> _Your task_: Recast all of the data below as a numbered list, omitting blank lines. Leave the pictures out of your answer.

(Source records)
#####

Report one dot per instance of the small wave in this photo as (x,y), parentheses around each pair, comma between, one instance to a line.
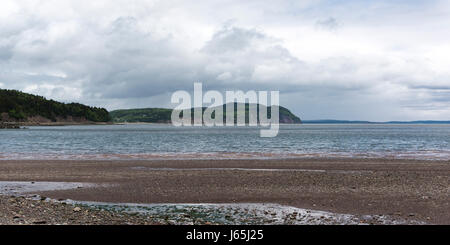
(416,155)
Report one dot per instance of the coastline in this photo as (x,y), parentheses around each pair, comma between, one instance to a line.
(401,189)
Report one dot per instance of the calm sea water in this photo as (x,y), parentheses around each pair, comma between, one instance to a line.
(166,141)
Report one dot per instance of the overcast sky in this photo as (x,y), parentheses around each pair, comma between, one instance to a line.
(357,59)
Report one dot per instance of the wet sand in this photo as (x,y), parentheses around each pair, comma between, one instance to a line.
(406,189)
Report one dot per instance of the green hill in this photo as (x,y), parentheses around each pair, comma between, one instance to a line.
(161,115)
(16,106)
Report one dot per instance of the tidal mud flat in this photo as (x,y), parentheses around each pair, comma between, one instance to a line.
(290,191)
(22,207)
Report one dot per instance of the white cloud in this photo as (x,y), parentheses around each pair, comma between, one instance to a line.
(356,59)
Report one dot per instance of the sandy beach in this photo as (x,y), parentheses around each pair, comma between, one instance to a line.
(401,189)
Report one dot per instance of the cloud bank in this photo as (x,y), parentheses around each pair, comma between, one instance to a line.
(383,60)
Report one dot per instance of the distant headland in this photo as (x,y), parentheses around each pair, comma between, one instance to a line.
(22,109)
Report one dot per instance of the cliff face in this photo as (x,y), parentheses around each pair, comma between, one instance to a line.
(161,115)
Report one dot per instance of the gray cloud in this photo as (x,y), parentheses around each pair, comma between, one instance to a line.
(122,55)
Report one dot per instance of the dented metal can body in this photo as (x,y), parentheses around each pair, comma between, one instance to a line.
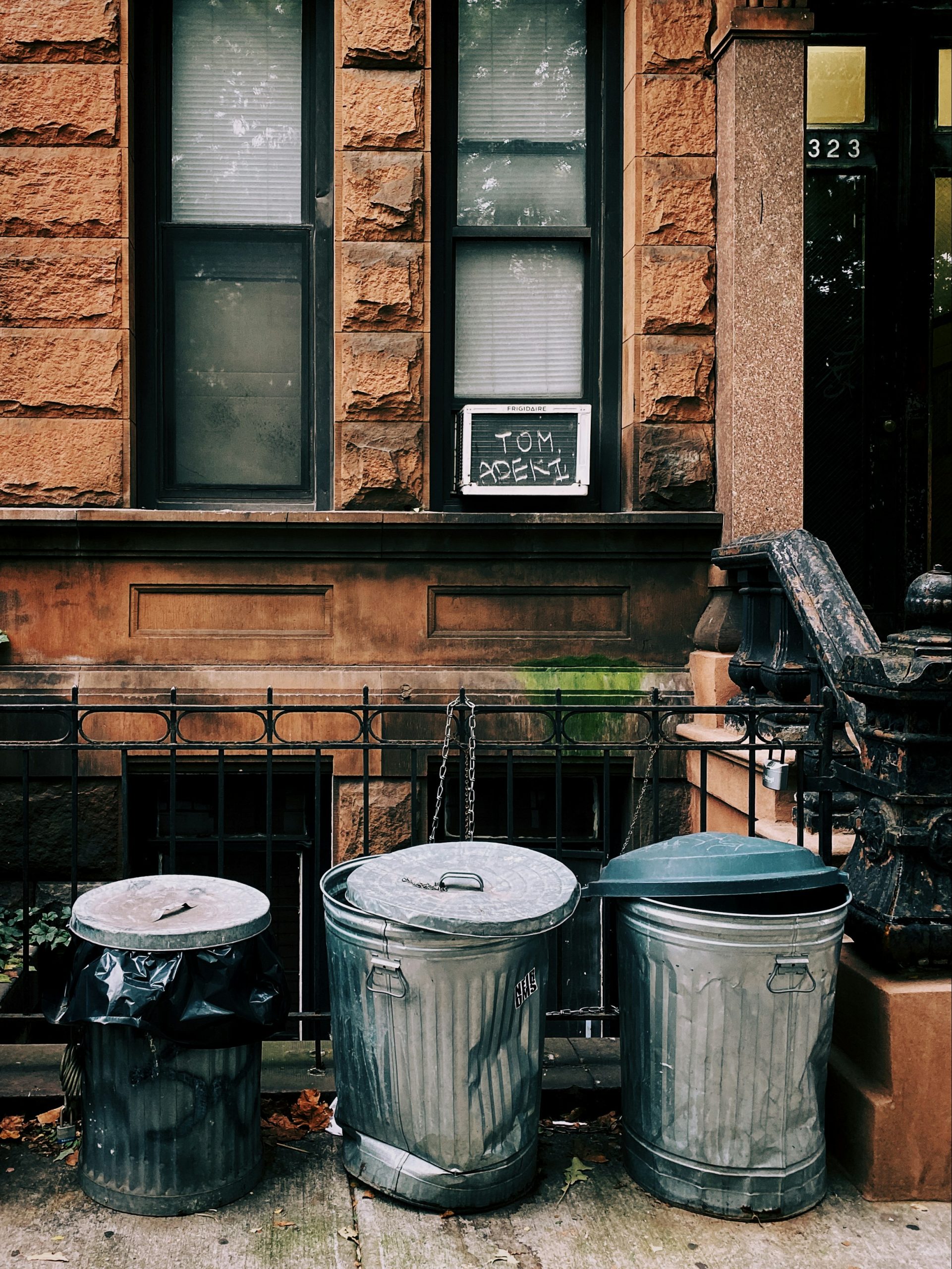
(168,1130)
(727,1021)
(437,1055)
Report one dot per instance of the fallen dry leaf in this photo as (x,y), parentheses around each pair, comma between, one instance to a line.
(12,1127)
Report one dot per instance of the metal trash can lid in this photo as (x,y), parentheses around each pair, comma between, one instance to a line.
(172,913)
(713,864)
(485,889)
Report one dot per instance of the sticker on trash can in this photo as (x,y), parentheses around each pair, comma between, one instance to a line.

#####

> _Answer for the task_:
1. Report one dot per instance of the small wave in this photo as (x,y), parentheses around each pair, comma between, one instance to a line.
2. (416,155)
3. Report one dot per instance of the coastline in this photo as (x,y), parentheses around each pair, comma between, one instance to a line.
4. (401,189)
5. Report one dot per instance of the calm sea water in this photo as (x,y), parentheses around each pair, comma between, one instance to a line.
6. (166,141)
7. Report one dot per instance of the overcast sky in this photo as (x,y), parentheses around each pair, comma between, one instance to a line.
8. (357,59)
9. Report one dot per instance of the wet sand in this photo as (x,y), parentheses around each pair, comma between, one instance to a line.
10. (406,189)
11. Report one dot per instance of the green hill in this photo as (x,y), parentheses around each pair, comma between, one instance to a line.
12. (161,115)
13. (16,106)
14. Report one dot per instance of the tidal mud flat in this photo as (x,y), parentheses around each pair, comma between, one instance to a line.
15. (290,191)
16. (22,207)
17. Report one dot per instance of the white cloud in this photo as (x,y), parentheses around each pair, comma between, one instance to a line.
18. (356,59)
19. Report one dot per instance of the sandy beach in this photo as (x,y), parentheses around each pair, comma between, one instance to a line.
20. (401,189)
21. Report one dot per instance of the cloud bank in this photo as (x,y), parentheses around each pair, comma between, one instance to a line.
22. (383,60)
23. Report one dot per instance of the distant headland in this photo as (x,y), parentheses around each pair, comma between, one instance to a line.
24. (22,109)
25. Report one dot per instance of the cliff face in this photo as (x,y), parentheses around each pair, comma between, one instance to a line.
26. (161,115)
27. Report one dot per instance of the gray cloud in this photo as (x,y), parentheses around each pair, comma between, one instance to a line.
28. (122,55)
29. Report one dot per instance of the dented metal can body in this photo as (x,y), parentheses around each pair, comma between, one instance to a line.
30. (168,1130)
31. (727,1021)
32. (437,1055)
33. Report one dot per instance of the fallen dry leaf in this photo as (x,y), parentheses around each pair, comma between, one instance to a line.
34. (12,1127)
35. Report one dot per instance of the metal trash can lid in this photo as (x,y), parentheses around each pair, comma between, one instance to a line.
36. (172,913)
37. (713,864)
38. (485,889)
39. Report one dot per instance of the sticker on trash can in this photo as (x,y), parentheses around each pair, comma between, one instance to a line.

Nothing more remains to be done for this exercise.